Source material:
──────

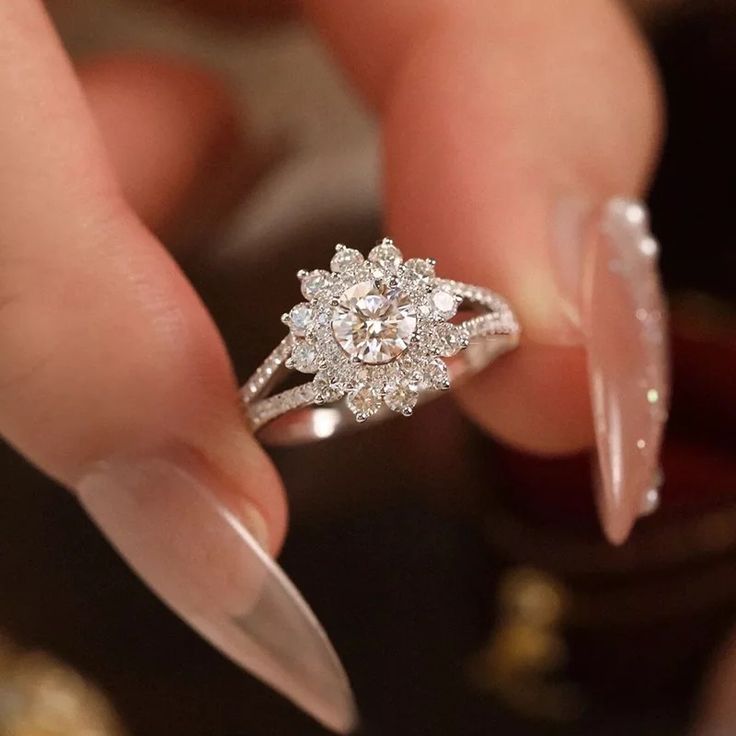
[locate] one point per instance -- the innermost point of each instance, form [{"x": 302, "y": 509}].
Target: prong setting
[{"x": 375, "y": 330}]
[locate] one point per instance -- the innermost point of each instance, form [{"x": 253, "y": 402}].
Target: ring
[{"x": 380, "y": 333}]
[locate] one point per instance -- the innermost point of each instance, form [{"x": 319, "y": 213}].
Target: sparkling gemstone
[
  {"x": 437, "y": 375},
  {"x": 444, "y": 302},
  {"x": 345, "y": 259},
  {"x": 374, "y": 323},
  {"x": 314, "y": 282},
  {"x": 363, "y": 402},
  {"x": 450, "y": 339},
  {"x": 386, "y": 252},
  {"x": 401, "y": 396},
  {"x": 421, "y": 266},
  {"x": 300, "y": 319},
  {"x": 304, "y": 357}
]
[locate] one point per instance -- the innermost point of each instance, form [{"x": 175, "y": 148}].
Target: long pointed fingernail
[
  {"x": 198, "y": 548},
  {"x": 622, "y": 318}
]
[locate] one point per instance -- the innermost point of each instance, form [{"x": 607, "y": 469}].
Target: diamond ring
[{"x": 379, "y": 332}]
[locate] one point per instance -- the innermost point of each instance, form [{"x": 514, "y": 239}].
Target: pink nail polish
[
  {"x": 623, "y": 319},
  {"x": 204, "y": 556}
]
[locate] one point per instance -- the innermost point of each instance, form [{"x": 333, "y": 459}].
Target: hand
[{"x": 114, "y": 380}]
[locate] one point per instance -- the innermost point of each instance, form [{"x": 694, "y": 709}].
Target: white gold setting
[{"x": 378, "y": 332}]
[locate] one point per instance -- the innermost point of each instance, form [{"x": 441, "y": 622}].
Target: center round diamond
[{"x": 374, "y": 323}]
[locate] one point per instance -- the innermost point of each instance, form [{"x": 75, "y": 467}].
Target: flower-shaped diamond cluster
[{"x": 375, "y": 330}]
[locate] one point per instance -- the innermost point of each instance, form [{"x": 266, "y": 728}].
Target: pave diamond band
[{"x": 380, "y": 333}]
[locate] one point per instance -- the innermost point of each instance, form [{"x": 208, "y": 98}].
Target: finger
[
  {"x": 114, "y": 381},
  {"x": 499, "y": 120},
  {"x": 171, "y": 134}
]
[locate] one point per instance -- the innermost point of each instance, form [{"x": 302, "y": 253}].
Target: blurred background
[{"x": 485, "y": 604}]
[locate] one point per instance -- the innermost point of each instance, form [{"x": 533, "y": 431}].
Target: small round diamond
[
  {"x": 315, "y": 282},
  {"x": 373, "y": 323},
  {"x": 364, "y": 402},
  {"x": 386, "y": 252},
  {"x": 345, "y": 259},
  {"x": 326, "y": 389},
  {"x": 300, "y": 319},
  {"x": 450, "y": 339},
  {"x": 443, "y": 302},
  {"x": 304, "y": 357},
  {"x": 401, "y": 397}
]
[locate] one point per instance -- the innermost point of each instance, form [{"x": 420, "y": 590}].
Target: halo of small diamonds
[{"x": 374, "y": 330}]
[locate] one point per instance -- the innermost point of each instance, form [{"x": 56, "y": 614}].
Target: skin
[{"x": 491, "y": 113}]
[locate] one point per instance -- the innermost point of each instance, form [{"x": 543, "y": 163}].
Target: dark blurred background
[{"x": 483, "y": 604}]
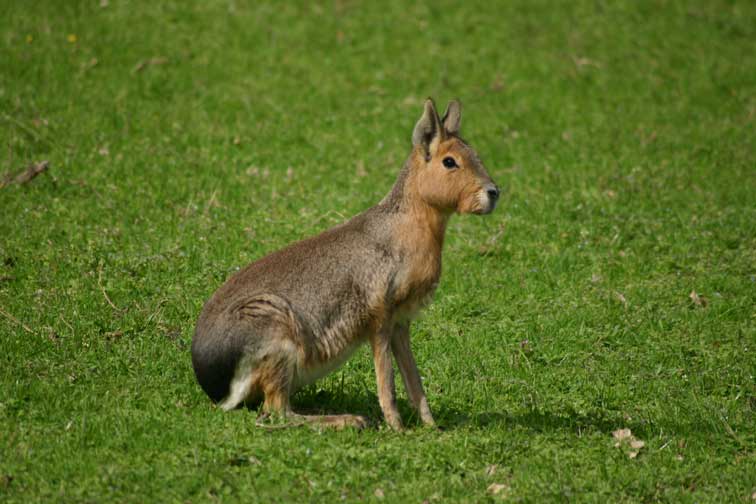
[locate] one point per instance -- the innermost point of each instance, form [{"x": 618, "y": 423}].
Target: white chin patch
[{"x": 486, "y": 205}]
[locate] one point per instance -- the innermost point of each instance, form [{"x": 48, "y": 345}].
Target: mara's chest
[{"x": 414, "y": 285}]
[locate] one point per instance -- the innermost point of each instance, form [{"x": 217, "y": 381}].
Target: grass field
[{"x": 186, "y": 139}]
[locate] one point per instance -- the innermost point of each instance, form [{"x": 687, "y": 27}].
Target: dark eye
[{"x": 449, "y": 162}]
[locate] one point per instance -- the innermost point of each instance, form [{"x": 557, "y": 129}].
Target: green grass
[{"x": 622, "y": 134}]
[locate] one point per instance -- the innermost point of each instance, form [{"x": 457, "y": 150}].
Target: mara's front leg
[
  {"x": 384, "y": 374},
  {"x": 400, "y": 345}
]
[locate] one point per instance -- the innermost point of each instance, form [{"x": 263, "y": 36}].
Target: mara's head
[{"x": 448, "y": 173}]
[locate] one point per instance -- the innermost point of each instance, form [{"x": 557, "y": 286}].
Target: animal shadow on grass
[{"x": 323, "y": 402}]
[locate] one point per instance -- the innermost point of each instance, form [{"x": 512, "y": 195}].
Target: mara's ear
[
  {"x": 453, "y": 117},
  {"x": 428, "y": 130}
]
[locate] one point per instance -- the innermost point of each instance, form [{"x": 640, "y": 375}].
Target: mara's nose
[{"x": 493, "y": 192}]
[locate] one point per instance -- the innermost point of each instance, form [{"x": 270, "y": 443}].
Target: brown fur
[{"x": 296, "y": 314}]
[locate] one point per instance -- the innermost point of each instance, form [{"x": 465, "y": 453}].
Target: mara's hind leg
[
  {"x": 275, "y": 380},
  {"x": 281, "y": 347}
]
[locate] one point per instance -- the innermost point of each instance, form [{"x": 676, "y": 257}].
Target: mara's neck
[{"x": 420, "y": 227}]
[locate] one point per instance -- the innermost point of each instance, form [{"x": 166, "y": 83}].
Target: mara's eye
[{"x": 449, "y": 162}]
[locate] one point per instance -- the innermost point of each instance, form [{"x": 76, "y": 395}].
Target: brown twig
[{"x": 31, "y": 171}]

──────

Return every entry unchanged and skip the pictures.

Solution:
[locate] one point per instance -- the innermost point of each instance, form [{"x": 302, "y": 509}].
Target: prong setting
[{"x": 375, "y": 330}]
[locate] one point per instance -- the innermost point of each instance, form [{"x": 253, "y": 402}].
Target: ring
[{"x": 380, "y": 333}]
[locate] one point per instance -- the innermost point of each instance, form [{"x": 319, "y": 213}].
Target: sparkling gemstone
[
  {"x": 437, "y": 375},
  {"x": 444, "y": 302},
  {"x": 345, "y": 259},
  {"x": 374, "y": 323},
  {"x": 314, "y": 282},
  {"x": 363, "y": 402},
  {"x": 450, "y": 339},
  {"x": 386, "y": 252},
  {"x": 401, "y": 396},
  {"x": 421, "y": 266},
  {"x": 300, "y": 319},
  {"x": 304, "y": 357}
]
[locate] one point per instance -- the innermost point of each instance, form [{"x": 175, "y": 148}].
Target: long pointed fingernail
[
  {"x": 198, "y": 548},
  {"x": 622, "y": 318}
]
[locate] one point per instance -- the innermost point of each instance, form [{"x": 607, "y": 469}].
Target: diamond ring
[{"x": 379, "y": 332}]
[locate] one point per instance -- the innermost point of each instance, form [{"x": 514, "y": 239}].
Target: pink nail polish
[
  {"x": 623, "y": 319},
  {"x": 204, "y": 556}
]
[locate] one point per instance -- the innermost point of each instance, form [{"x": 333, "y": 459}].
Target: hand
[{"x": 114, "y": 380}]
[locate] one point per instance -- the innermost point of each instance, form [{"x": 694, "y": 709}].
Target: white gold setting
[{"x": 378, "y": 332}]
[locate] one point per instance -- the innermost point of each instance, form [{"x": 441, "y": 622}].
Target: center round diamond
[{"x": 374, "y": 323}]
[locate] one point per instance -- the innermost point of each instance, form [{"x": 75, "y": 467}].
Target: flower-shaped diamond cluster
[{"x": 375, "y": 330}]
[locate] one point per instance -- the innermost point of each instance, form [{"x": 266, "y": 728}].
Target: pave diamond band
[{"x": 380, "y": 333}]
[locate] one point per instance -- the innermost point of each instance, form [{"x": 208, "y": 98}].
Target: finger
[
  {"x": 114, "y": 381},
  {"x": 499, "y": 120},
  {"x": 171, "y": 134}
]
[locate] one point per instance -- the innermost point of each instance, form [{"x": 302, "y": 253}].
Target: blurred background
[{"x": 485, "y": 604}]
[locate] one point per instance -- the innermost point of each instance, form [{"x": 533, "y": 431}].
Target: small round diamond
[
  {"x": 315, "y": 282},
  {"x": 373, "y": 323},
  {"x": 364, "y": 402},
  {"x": 386, "y": 252},
  {"x": 345, "y": 259},
  {"x": 326, "y": 389},
  {"x": 300, "y": 319},
  {"x": 450, "y": 339},
  {"x": 443, "y": 302},
  {"x": 304, "y": 357},
  {"x": 401, "y": 397}
]
[locate] one point per instance -- the innermost point of each instance, form [{"x": 420, "y": 590}].
Target: halo of small diamonds
[{"x": 374, "y": 330}]
[locate] one point per instance -- the innermost point of each instance, form [{"x": 56, "y": 614}].
Target: skin
[{"x": 491, "y": 113}]
[locate] one point per instance -- the innermost point of each instance, form [{"x": 543, "y": 163}].
Target: dark blurred background
[{"x": 483, "y": 604}]
[locate] one point per instance -- the innermost point of each instance, form [{"x": 618, "y": 423}].
Target: white chin patch
[{"x": 486, "y": 205}]
[locate] one point per instance -- the innermost point of each instance, form [{"x": 48, "y": 345}].
Target: mara's chest
[{"x": 414, "y": 285}]
[locate] one point per instance -- the innermost point of each instance, form [{"x": 217, "y": 381}].
Target: grass field
[{"x": 186, "y": 139}]
[locate] one point per instance -- the innermost point of each instance, form [{"x": 687, "y": 27}].
Target: dark eye
[{"x": 449, "y": 162}]
[locate] one point per instance -- the innermost point of each instance, form [{"x": 557, "y": 129}].
Target: green grass
[{"x": 622, "y": 134}]
[locate] one point per instance -- the innermost point of each instance, form [{"x": 457, "y": 150}].
Target: mara's front leg
[
  {"x": 384, "y": 374},
  {"x": 400, "y": 345}
]
[locate] one point per instance -- the innermost point of each instance, form [{"x": 263, "y": 36}].
Target: mara's head
[{"x": 448, "y": 173}]
[locate] one point per instance -- the innermost point of each instance, form [{"x": 557, "y": 286}].
Target: animal shadow on grass
[{"x": 323, "y": 402}]
[locate] one point per instance -- the innermost point of each instance, form [{"x": 512, "y": 195}].
Target: mara's ear
[
  {"x": 453, "y": 117},
  {"x": 428, "y": 130}
]
[locate] one point per instance -- the innermost point of each instance, form [{"x": 640, "y": 375}].
Target: mara's nose
[{"x": 493, "y": 192}]
[locate] one point per instance -- the innermost point of each instance, form [{"x": 270, "y": 443}].
Target: brown fur
[{"x": 296, "y": 314}]
[locate] one point per instance -- the innermost point of each instance, form [{"x": 465, "y": 453}].
Target: mara's hind leg
[
  {"x": 275, "y": 380},
  {"x": 281, "y": 347}
]
[locate] one point per instance -- the innermost point of each instance, form [{"x": 676, "y": 257}].
Target: mara's neck
[{"x": 420, "y": 227}]
[locate] one point per instance -- the innermost point of each instance, form [{"x": 166, "y": 83}].
Target: mara's eye
[{"x": 449, "y": 162}]
[locate] one point per instance -- the innermost point of each instance, form [{"x": 76, "y": 395}].
Target: brown twig
[{"x": 31, "y": 171}]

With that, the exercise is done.